__Document passage__.
/---
Before: Judges King, Muir, Jr. and Kestin.
The opinion of the court was delivered by: King, P.j.a.d.
 Argued: March 18, 1998
The issue in this appeal is whether an insurance carrier must provide personal injury protection (PIP) benefits, pursuant to N.J.S.A. 39:6A-4, *fn2 to claimants who sustained bodily injuries during assaultive carjacking incidents. The appeal concerns two consolidated cases which arise from similar factual patterns ---- assailants who shot the drivers while both were occupants of cars. We conclude that these cases fulfill the requisites for coverage: "bodily injury as a result of an accident sustained while occupying an automobile," within the interpretation of Lindstrom v. Hanover Ins. Co., 138 N.J. 242, 247 (1994) (4-3 decision), and Smaul v. Irvington Gen. Hosp., 108 N.J. 474, 478 (1987).
While we conclude that plaintiffs, victims of the two carjacking incidents, are entitled to PIP coverage under the circumstances of these assaults in their vehicles, we cannot decide on this record if the statutory defense of criminal participation in N.J.S.A. 39:6A-7 is available to the defendant insurance carriers, State Farm Indemnity Company and Prudential Property and Casualty Company. On this issue, we remand for further consideration.
\---
__Work instructions__.
a: In the court opinion on carjacking and PIP benefits, which two insurance carriers are the defendants?
b: Extend the court opinion on PIP coverage for carjacking victims, picking up after its final sentence.
The material after this point comes from a different source than the court opinion.

__Records supplied__.
/---
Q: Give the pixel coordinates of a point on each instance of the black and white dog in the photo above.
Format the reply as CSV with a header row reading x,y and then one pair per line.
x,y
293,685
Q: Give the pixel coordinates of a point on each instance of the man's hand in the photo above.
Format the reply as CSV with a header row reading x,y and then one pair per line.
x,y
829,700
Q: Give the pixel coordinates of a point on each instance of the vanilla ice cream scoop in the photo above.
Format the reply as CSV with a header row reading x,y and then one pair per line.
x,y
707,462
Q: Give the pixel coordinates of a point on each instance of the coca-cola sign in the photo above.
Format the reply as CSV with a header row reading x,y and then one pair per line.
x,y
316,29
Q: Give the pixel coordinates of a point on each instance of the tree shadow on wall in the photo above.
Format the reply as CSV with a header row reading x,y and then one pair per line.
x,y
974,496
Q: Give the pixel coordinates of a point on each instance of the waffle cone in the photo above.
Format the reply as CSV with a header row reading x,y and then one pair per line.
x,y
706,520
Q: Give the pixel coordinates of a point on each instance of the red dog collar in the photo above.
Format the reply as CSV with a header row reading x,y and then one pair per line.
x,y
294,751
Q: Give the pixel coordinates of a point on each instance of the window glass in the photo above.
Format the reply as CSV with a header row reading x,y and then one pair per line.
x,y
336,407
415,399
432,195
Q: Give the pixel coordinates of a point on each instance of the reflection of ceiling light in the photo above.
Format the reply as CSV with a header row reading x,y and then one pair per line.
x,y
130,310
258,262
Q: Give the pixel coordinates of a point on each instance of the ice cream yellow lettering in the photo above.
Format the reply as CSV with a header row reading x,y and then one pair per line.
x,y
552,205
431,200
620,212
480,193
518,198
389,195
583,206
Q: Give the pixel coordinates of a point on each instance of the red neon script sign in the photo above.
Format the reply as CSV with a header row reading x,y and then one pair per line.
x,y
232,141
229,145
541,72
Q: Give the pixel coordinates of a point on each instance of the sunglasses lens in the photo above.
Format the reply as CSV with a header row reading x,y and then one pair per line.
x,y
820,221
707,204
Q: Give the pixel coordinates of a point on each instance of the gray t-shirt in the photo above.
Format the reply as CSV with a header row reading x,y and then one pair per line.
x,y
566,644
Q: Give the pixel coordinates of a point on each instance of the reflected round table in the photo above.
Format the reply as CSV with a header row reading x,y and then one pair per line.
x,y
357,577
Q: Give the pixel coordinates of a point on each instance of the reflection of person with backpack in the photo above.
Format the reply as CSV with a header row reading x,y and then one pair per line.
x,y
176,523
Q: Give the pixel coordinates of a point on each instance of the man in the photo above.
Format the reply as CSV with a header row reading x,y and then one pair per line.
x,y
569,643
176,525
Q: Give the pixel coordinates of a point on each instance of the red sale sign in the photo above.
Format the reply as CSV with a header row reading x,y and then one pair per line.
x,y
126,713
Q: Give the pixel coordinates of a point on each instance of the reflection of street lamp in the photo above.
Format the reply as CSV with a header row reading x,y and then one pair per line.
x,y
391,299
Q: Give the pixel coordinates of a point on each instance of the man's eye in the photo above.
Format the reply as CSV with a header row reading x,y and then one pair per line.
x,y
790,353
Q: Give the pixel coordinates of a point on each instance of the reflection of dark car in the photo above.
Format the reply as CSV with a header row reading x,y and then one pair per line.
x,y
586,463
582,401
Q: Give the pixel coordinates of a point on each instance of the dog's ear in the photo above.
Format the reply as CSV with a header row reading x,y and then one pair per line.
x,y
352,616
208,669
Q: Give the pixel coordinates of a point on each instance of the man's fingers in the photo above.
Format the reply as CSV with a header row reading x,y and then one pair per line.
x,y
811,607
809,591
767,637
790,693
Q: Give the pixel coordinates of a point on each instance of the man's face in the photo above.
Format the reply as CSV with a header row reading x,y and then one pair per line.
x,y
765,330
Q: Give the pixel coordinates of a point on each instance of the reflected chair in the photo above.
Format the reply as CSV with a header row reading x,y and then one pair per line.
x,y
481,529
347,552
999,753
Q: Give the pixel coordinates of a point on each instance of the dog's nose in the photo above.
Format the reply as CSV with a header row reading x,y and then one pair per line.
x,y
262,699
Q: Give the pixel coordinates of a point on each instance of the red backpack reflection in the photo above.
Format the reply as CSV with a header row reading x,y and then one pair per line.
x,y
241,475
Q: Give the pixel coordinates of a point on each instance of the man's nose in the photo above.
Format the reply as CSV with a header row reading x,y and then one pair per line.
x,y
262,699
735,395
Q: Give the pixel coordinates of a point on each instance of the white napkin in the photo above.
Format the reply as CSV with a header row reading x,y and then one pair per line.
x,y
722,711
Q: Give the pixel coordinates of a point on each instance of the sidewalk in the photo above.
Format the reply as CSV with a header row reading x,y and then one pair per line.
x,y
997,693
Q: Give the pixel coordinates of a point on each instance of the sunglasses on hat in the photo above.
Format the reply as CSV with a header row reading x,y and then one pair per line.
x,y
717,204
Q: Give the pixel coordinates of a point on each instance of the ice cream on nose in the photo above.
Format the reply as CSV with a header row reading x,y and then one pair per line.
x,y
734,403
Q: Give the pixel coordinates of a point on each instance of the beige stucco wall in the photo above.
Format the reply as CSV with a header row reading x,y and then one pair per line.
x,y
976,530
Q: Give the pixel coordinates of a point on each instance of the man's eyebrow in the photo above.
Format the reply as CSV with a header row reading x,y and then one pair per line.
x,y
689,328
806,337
\---
__Activity answers__.
a: State Farm Indemnity Company and Prudential Property and Casualty Company.

b:
Ponter v. Prudential Property & Casualty, A-4332-96T2
About 6:30 p.m. on November 27, 1994 plaintiff Ponter drove his mother's 1985 Chevrolet Blazer from his home in Paulsboro into the City of Camden to buy marijuana. He was alone. Prudential insured the family automobile under the name of his mother, Bessie Ponter.
Ponter had been to Camden previously to buy drugs. He knew where to go. He proceeded to a stop sign at an unknown intersection and bought a bag of marijuana for $10 from an individual who approached his car for that purpose. Ponter then intended to return home.
Ponter testified at his deposition that after he drove about a block, a young male jumped into the car and asked for a ride home. The young male asked Ponter why he came to Camden. Ponter replied that he had purchased marijuana. The male offered to get Ponter a bigger bag even though Ponter had no more money. Ponter then drove with the male to 780 Sycamore Street. The male left the car on the passenger's side and went into an apartment.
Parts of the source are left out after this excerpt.